BEGIN RECORDED INFORMATION
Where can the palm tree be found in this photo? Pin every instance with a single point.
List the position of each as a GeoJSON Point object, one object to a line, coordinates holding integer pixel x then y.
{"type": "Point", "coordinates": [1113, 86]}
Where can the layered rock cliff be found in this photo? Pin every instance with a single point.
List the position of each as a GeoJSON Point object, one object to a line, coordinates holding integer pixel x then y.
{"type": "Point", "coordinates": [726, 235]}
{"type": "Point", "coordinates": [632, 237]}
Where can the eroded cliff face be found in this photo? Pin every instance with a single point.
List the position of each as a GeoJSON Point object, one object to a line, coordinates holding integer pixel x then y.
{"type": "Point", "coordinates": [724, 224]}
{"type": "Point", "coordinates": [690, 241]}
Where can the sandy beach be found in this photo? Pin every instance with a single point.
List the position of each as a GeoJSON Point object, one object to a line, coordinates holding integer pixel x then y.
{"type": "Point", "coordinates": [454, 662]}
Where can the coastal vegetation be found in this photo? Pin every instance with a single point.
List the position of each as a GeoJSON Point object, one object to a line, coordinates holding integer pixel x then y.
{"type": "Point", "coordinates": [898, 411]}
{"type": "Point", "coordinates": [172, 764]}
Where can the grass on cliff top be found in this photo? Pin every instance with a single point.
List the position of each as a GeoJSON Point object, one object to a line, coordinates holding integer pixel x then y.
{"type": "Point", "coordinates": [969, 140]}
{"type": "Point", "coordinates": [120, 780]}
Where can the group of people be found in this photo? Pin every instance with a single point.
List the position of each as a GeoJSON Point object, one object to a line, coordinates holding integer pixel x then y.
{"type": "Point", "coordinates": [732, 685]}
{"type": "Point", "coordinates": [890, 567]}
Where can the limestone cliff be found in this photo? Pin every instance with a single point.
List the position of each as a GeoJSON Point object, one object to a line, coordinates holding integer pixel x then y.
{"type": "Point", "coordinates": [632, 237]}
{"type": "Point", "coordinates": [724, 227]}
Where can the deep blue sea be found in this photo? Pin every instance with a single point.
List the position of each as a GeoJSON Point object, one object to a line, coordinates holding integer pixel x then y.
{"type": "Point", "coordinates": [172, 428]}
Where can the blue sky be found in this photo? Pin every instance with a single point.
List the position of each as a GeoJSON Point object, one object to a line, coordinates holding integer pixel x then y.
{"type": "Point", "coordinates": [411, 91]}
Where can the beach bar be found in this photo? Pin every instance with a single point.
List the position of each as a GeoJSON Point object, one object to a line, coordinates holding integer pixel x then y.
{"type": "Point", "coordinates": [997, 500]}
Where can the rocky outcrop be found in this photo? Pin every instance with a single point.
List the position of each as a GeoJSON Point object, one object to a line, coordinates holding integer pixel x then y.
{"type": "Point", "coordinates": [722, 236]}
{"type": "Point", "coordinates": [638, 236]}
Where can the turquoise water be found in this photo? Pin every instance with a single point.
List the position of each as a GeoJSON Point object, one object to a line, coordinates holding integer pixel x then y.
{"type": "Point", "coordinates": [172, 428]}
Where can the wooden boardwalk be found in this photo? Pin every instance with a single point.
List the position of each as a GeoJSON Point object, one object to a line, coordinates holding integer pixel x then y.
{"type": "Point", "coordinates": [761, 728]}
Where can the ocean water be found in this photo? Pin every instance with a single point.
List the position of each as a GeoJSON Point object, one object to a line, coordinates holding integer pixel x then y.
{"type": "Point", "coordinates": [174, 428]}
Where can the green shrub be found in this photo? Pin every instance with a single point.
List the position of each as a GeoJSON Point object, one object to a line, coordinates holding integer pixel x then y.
END RECORDED INFORMATION
Since only part of the listing is wanted, copy exactly the lines from the one holding "Where can the group" to the one holding "Where can the ocean", both included.

EXERCISE ANSWER –
Where can the group of people be found in this photo? Pin every instance with a single point.
List the position of each as a GeoJSON Point object, one object to a line, coordinates holding integer pixel x then y.
{"type": "Point", "coordinates": [732, 685]}
{"type": "Point", "coordinates": [890, 567]}
Where can the limestone cliff be found in this photo? Pin every instance with a single point.
List the position of each as a GeoJSON Point object, one object to a line, coordinates holding integer pixel x then y.
{"type": "Point", "coordinates": [632, 237]}
{"type": "Point", "coordinates": [724, 227]}
Where can the deep blue sea be found in this photo? Pin every instance with a single point.
List the position of each as a GeoJSON Point object, one object to a line, coordinates holding integer pixel x then y.
{"type": "Point", "coordinates": [172, 428]}
Where can the blue sky be found in this photo? Pin every instance with a single point.
List the position of each as a GeoJSON Point object, one object to a line, coordinates holding integer pixel x then y.
{"type": "Point", "coordinates": [411, 91]}
Where can the beach bar be found in this photo? Pin every instance with a single point.
List the position of each as a GeoJSON Point object, one object to a line, coordinates holding integer pixel x then y.
{"type": "Point", "coordinates": [997, 500]}
Where can the rocky outcrop be found in this photo? Pin every instance with a single point.
List the position of each as a GeoJSON Point object, one object to a line, coordinates holding integer pixel x then y.
{"type": "Point", "coordinates": [722, 236]}
{"type": "Point", "coordinates": [638, 236]}
Where can the turquoise water be found in this photo? Pin every instance with a single point.
List the position of each as a GeoJSON Point object, one object to a line, coordinates holding integer pixel x then y.
{"type": "Point", "coordinates": [172, 428]}
Where can the wooden boardwalk be found in this photo? Pin every instance with a single point.
List the position of each as a GeoJSON Point object, one object to a line, coordinates holding integer pixel x then y.
{"type": "Point", "coordinates": [761, 728]}
Where can the ocean water be found in this photo? Pin every instance with a single point.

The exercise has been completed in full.